— TEXTO FORNECIDO —
O N/M Uíge, que tantos milhares de tropas transportou, de Lisboa para Bissau e de Bissau para Lisboa, ao longo da guerra do Ultramar, aqui visto do Mindelo, Cabo Verde, com o Monte Cara ao afundo...

Meio-dia no Mindelo. Tanta vontade de partir dali, que nem saiu do navio. Ficou-se aquele tempo todo no barco, a olhar para a cidade, para os montes, Clicks na Ricoh até acabar o rolo. Muitas mais horas do que lhes tinham dito, finalmente tiraram as amarras, outra vez no bom caminho.
Nem acreditava, devia estar a sonhar, um ponto ao longe primeiro, uma recta de pontos uns minutos depois, uma curva cada vez maior no meio do rio, o Tejo a levá-lo até Lisboa, desde a manhã cedo desse dia, 27 de Janeiro.
 
Finalmente Lisboa e a sua belíssima nova ponte, que levou menos de 4 anos a construir (de 5 de Novembro de 1962 a 6 de Agosto de 1966), uma obra emblemática do Estado Novo

Tinha embarcado em Lisboa em 10 de Janeiro de 1965, pôs os pés pela primeira vez em Bissau, em 19 do mesmo mês e ano. Embarcou em Bissau em 19 de Janeiro de 1967, exactamente dois anos depois. Uma cena já filmada muitas vezes, uma multidão no cais, na Rocha Conde de Óbidos, gente de idade, muitas roupas escuras, de inverno, algumas jovens também. Tinha tudo preparado, mala e saco em cima da cama. Vai assim, só com a camisa vestida? É Janeiro em Lisboa, sabe? Não tinha nada mais para vestir, também não tinha frio, o calor da Guiné, mais o calor que sentia de deixar para trás aquele tempo todo. Foi lá para cima, para o ponto mais alto que pôde, ver a multidão, lenços no ar, os militares aos gritos, ó Nuno olha-me para aquela brasa, um esqueleto qualquer lá de baixo com um lenço na mão a acenar cá para cima, um contentamento que não há palavras que contem. Saíam aos trambolhões, malas com eles a caírem pelas escadas. Não vem? Fico para o fim, não tenho ninguém à minha espera, pelo menos quem eu queria.

— TAREFA A —
Responda a estas perguntas sobre o texto do navio Uíge:
(i) Em que data embarcou em Lisboa?
(ii) Entre que datas decorreu a construção da nova ponte de Lisboa?
(iii) Em que cais estava a multidão?
— TAREFA B —
Transcreva sem alterações o trecho do texto sobre o navio Uíge que vai de "O N/M Uíge, que" a "no bom caminho.".

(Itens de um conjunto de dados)
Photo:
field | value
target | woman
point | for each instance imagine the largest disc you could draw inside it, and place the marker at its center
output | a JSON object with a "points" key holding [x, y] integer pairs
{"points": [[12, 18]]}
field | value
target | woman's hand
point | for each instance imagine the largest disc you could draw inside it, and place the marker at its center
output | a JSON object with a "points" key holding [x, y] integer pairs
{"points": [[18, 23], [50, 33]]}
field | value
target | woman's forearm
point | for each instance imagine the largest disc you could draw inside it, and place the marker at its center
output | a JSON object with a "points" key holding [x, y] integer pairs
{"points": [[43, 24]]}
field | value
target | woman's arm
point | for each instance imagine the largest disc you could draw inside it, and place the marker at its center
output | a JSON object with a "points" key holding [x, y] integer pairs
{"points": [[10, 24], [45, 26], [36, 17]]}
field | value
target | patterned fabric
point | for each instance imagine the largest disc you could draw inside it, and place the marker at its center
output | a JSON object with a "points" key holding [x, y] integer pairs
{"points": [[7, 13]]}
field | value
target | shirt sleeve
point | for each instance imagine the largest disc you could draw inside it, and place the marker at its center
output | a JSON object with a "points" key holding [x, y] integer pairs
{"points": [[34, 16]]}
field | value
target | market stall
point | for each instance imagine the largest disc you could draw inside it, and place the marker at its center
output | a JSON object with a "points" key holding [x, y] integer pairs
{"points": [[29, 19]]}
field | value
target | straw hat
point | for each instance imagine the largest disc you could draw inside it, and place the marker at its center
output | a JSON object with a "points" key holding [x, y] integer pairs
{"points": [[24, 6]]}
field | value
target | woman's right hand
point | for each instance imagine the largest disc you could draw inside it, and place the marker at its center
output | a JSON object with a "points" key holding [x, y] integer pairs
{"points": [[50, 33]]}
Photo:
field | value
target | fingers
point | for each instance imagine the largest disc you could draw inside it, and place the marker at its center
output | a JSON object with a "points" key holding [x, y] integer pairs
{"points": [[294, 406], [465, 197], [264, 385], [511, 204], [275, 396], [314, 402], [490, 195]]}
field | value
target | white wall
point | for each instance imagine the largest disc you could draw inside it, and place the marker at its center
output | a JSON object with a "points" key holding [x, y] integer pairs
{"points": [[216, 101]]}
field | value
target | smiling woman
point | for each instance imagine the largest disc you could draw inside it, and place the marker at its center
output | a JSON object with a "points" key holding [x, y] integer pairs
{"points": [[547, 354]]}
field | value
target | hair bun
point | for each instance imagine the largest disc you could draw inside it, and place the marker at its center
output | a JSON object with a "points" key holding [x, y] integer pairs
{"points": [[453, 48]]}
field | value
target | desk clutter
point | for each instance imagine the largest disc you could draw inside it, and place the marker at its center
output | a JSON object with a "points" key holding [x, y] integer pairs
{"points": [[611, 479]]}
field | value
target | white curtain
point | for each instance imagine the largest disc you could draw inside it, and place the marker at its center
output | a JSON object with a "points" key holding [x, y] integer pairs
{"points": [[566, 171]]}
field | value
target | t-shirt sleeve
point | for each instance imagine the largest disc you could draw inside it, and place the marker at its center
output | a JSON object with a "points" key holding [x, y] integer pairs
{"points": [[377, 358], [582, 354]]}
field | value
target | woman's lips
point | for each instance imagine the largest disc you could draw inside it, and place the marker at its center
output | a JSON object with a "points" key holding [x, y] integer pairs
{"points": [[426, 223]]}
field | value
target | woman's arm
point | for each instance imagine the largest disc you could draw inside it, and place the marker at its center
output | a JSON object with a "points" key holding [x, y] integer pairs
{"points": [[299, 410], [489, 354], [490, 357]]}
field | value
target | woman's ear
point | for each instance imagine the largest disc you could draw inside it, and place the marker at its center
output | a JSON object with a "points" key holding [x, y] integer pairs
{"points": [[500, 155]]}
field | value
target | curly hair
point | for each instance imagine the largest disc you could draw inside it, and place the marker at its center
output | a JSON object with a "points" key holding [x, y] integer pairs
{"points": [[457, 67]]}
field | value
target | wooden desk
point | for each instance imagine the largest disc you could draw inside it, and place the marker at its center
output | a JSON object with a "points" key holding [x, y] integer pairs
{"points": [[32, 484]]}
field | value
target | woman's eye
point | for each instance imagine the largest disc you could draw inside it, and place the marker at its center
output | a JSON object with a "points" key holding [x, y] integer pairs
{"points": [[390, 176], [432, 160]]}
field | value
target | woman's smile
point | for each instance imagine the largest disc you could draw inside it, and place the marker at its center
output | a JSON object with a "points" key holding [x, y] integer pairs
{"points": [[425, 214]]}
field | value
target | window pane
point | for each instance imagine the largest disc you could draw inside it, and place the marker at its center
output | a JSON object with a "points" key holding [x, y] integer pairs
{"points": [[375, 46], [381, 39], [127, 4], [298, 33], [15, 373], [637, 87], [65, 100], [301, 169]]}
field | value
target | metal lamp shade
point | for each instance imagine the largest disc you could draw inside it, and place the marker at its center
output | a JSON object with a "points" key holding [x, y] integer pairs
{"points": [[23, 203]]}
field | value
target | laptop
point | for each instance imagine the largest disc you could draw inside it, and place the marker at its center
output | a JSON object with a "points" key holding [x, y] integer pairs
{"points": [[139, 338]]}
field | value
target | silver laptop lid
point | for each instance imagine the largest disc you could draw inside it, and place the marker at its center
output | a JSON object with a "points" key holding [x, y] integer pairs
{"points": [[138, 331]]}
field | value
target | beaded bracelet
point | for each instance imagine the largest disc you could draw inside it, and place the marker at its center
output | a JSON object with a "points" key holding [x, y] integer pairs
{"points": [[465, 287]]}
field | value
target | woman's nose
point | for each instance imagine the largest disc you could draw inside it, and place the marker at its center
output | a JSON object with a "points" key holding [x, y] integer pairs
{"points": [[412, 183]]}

— A SUA RESOLUÇÃO A —
(i) A 10 de Janeiro de 1965.
(ii) De 5 de Novembro de 1962 a 6 de Agosto de 1966.
(iii) Na Rocha Conde de Óbidos.

— A SUA RESOLUÇÃO B —
O N/M Uíge, que tantos milhares de tropas transportou, de Lisboa para Bissau e de Bissau para Lisboa, ao longo da guerra do Ultramar, aqui visto do Mindelo, Cabo Verde, com o Monte Cara ao afundo...

Meio-dia no Mindelo. Tanta vontade de partir dali, que nem saiu do navio. Ficou-se aquele tempo todo no barco, a olhar para a cidade, para os montes, Clicks na Ricoh até acabar o rolo. Muitas mais horas do que lhes tinham dito, finalmente tiraram as amarras, outra vez no bom caminho.